··· Page excerpt ···

Okay. I rewrote the code to pass the paths of the monitors as a dictionary whose keys are the "step".

AnnaKwa · 2020-03-25T21:11:35Z

workflows/one_step_jobs/zarr_stat.py

@@ -0,0 +1,30 @@
+import fsspec


Is this file supposed to stay in the final PR?

I guess we can remove it. I thought it was a helpful script though.

AnnaKwa

Thanks Noah, this PR is really useful. Minor comments/requests and one spot in one_step.py that is breaking on my end.

AnnaKwa · 2020-03-25T21:48:00Z

workflows/one_step_jobs/runfile.py

+
+
+def rename_sfc_dt_atmos(sfc: xr.Dataset) -> xr.Dataset:
+    DIMS = {"grid_xt": "x", "grid_yt": "y", "time": "forecast_time"}


Not really in the scope of this PR but a note for future PRs to the develop branch: need to make sure all references to the old set of variable names in downstream workflows are updated to work with this output.

··· Record list ···

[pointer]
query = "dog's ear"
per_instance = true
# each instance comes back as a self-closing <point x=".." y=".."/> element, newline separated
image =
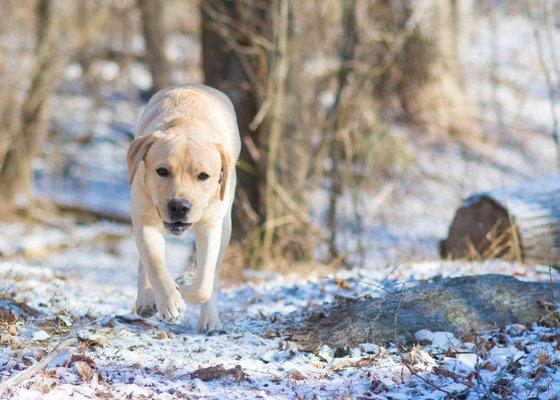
<point x="226" y="167"/>
<point x="136" y="152"/>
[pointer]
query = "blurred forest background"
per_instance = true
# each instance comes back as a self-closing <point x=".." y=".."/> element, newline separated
<point x="364" y="122"/>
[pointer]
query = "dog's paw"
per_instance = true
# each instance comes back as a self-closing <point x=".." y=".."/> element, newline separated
<point x="170" y="305"/>
<point x="145" y="303"/>
<point x="209" y="320"/>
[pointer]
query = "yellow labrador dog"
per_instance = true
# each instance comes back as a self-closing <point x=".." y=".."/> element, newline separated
<point x="182" y="175"/>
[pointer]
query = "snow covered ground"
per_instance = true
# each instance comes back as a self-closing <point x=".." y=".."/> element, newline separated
<point x="90" y="294"/>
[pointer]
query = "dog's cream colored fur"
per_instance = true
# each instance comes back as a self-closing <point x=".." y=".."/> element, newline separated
<point x="187" y="129"/>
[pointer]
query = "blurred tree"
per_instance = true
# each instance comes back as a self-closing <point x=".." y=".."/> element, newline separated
<point x="24" y="119"/>
<point x="25" y="134"/>
<point x="420" y="57"/>
<point x="154" y="38"/>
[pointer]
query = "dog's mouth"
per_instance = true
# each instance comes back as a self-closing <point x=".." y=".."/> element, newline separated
<point x="178" y="227"/>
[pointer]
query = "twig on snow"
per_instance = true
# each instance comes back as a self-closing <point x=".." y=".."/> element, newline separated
<point x="34" y="369"/>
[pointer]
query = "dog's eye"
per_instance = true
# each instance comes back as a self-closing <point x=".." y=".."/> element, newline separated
<point x="162" y="171"/>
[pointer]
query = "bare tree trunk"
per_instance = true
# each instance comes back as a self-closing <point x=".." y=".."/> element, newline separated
<point x="422" y="60"/>
<point x="15" y="169"/>
<point x="276" y="94"/>
<point x="154" y="37"/>
<point x="336" y="145"/>
<point x="24" y="123"/>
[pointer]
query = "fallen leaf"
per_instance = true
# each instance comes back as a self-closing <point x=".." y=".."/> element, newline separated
<point x="298" y="376"/>
<point x="84" y="370"/>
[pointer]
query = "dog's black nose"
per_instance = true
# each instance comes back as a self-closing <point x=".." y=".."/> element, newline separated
<point x="178" y="209"/>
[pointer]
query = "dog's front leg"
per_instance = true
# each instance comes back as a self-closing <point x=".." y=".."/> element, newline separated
<point x="209" y="318"/>
<point x="151" y="247"/>
<point x="208" y="244"/>
<point x="145" y="299"/>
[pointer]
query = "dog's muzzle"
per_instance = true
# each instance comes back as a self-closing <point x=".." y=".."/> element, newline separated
<point x="178" y="227"/>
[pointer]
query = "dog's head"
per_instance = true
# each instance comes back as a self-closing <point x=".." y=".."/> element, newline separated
<point x="183" y="173"/>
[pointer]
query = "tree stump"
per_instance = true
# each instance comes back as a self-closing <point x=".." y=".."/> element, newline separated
<point x="463" y="306"/>
<point x="520" y="223"/>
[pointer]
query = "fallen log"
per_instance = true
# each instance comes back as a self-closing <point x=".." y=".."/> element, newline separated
<point x="520" y="223"/>
<point x="463" y="306"/>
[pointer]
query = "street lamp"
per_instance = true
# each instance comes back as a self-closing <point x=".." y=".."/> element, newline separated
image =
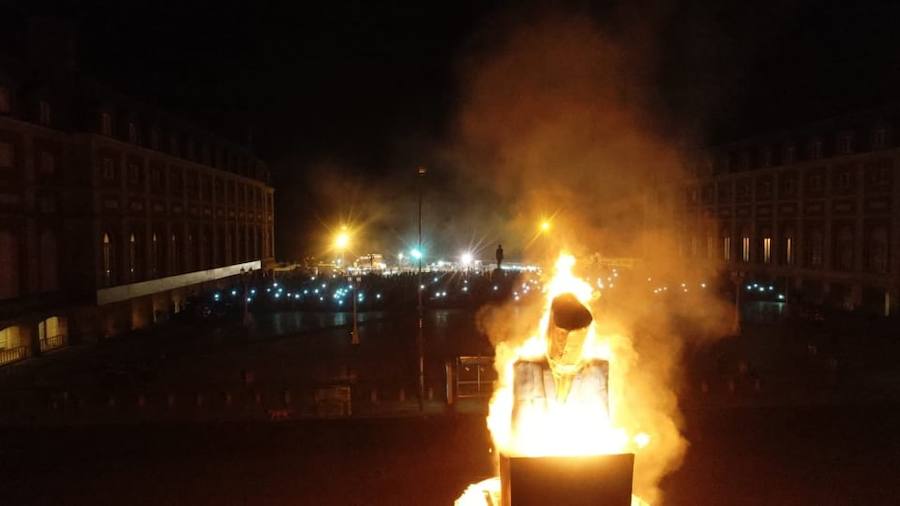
<point x="342" y="242"/>
<point x="417" y="254"/>
<point x="466" y="261"/>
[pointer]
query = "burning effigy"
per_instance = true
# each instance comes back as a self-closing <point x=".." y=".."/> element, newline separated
<point x="551" y="415"/>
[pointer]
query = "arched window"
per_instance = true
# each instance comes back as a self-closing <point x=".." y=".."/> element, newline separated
<point x="49" y="262"/>
<point x="9" y="259"/>
<point x="107" y="254"/>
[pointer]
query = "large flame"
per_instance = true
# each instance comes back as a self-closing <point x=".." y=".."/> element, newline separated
<point x="578" y="426"/>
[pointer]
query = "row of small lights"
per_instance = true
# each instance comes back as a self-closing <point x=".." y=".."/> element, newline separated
<point x="763" y="289"/>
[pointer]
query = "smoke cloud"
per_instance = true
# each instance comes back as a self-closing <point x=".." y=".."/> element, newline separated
<point x="556" y="121"/>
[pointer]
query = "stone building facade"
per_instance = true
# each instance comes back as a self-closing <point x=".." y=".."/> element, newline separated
<point x="113" y="212"/>
<point x="815" y="210"/>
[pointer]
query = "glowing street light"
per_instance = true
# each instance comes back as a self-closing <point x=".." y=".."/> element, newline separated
<point x="342" y="239"/>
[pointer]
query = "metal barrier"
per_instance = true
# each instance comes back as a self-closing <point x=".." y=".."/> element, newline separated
<point x="53" y="342"/>
<point x="475" y="377"/>
<point x="10" y="355"/>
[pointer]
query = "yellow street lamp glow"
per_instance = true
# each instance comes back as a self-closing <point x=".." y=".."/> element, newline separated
<point x="342" y="240"/>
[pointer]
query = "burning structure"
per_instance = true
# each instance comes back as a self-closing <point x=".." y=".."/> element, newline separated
<point x="551" y="418"/>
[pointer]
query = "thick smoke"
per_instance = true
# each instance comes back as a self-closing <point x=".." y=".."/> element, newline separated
<point x="555" y="121"/>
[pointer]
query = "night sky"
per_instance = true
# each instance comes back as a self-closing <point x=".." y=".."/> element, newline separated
<point x="371" y="88"/>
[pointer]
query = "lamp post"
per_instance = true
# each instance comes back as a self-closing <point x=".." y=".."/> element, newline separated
<point x="341" y="241"/>
<point x="420" y="341"/>
<point x="354" y="334"/>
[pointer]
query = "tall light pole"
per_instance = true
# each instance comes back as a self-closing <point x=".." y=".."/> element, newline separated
<point x="420" y="340"/>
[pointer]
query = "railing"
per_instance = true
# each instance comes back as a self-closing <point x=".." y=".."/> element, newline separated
<point x="53" y="342"/>
<point x="10" y="355"/>
<point x="475" y="377"/>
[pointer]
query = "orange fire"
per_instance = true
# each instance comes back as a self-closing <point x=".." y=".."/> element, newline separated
<point x="579" y="425"/>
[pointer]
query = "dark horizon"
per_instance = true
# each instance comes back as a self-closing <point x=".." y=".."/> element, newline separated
<point x="371" y="92"/>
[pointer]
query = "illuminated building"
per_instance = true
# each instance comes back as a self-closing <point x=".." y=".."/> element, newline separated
<point x="815" y="210"/>
<point x="112" y="212"/>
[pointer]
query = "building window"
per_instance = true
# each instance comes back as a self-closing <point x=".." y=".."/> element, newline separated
<point x="815" y="148"/>
<point x="106" y="123"/>
<point x="844" y="249"/>
<point x="134" y="173"/>
<point x="107" y="260"/>
<point x="156" y="178"/>
<point x="44" y="112"/>
<point x="154" y="256"/>
<point x="109" y="169"/>
<point x="767" y="156"/>
<point x="5" y="104"/>
<point x="173" y="252"/>
<point x="816" y="249"/>
<point x="790" y="153"/>
<point x="132" y="256"/>
<point x="878" y="256"/>
<point x="789" y="250"/>
<point x="7" y="155"/>
<point x="845" y="143"/>
<point x="9" y="259"/>
<point x="46" y="163"/>
<point x="49" y="262"/>
<point x="879" y="138"/>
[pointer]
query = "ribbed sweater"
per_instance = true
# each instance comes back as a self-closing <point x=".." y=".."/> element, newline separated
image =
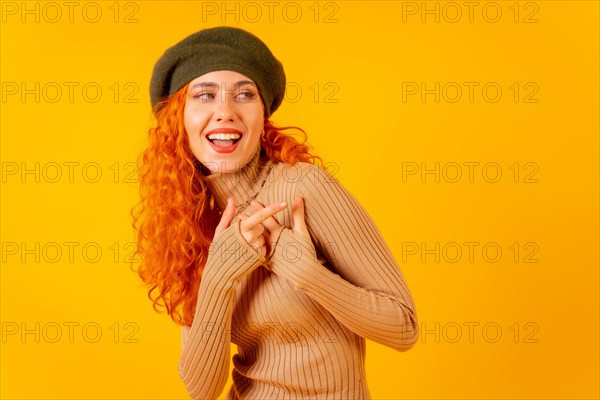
<point x="300" y="315"/>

···

→ Exercise set:
1. Can you copy everything from "Okay. I rewrote" down to "the final PR?" in the code review excerpt, renaming "dictionary" to "mapping"?
2. In the code review excerpt, which dimension names does the DIMS dictionary rename, and what is each new name?

→ Full solutions:
1.
Okay. I rewrote the code to pass the paths of the monitors as a mapping whose keys are the "step".

AnnaKwa · 2020-03-25T21:11:35Z

workflows/one_step_jobs/zarr_stat.py

@@ -0,0 +1,30 @@
+import fsspec


Is this file supposed to stay in the final PR?

2.
- grid_xt → x
- grid_yt → y
- time → forecast_time